> TASK REQUIREMENTS:
Before copying, set the pictures aside; then repeat every line below verbatim.

———

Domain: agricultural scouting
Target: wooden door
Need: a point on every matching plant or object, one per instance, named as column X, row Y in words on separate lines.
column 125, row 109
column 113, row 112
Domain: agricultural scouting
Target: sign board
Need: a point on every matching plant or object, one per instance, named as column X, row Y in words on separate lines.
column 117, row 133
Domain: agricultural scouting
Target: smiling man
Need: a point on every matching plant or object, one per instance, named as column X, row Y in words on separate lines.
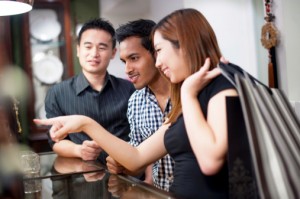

———

> RESPONSE TO THE TASK:
Domain: agricultural scouting
Target: wooden door
Need: a point on every matching plant or object, one per instance, named as column X, row Y in words on separate lines.
column 125, row 109
column 113, row 112
Domain: agricultural scouting
Target: sign board
Need: a point on every matching plant or object, one per instance, named as column X, row Y in words on separate lines.
column 117, row 133
Domain: agricultural scouting
Target: smiling man
Need: a point on every matching plant or object, one per instance, named as column X, row Y in words on separate lines.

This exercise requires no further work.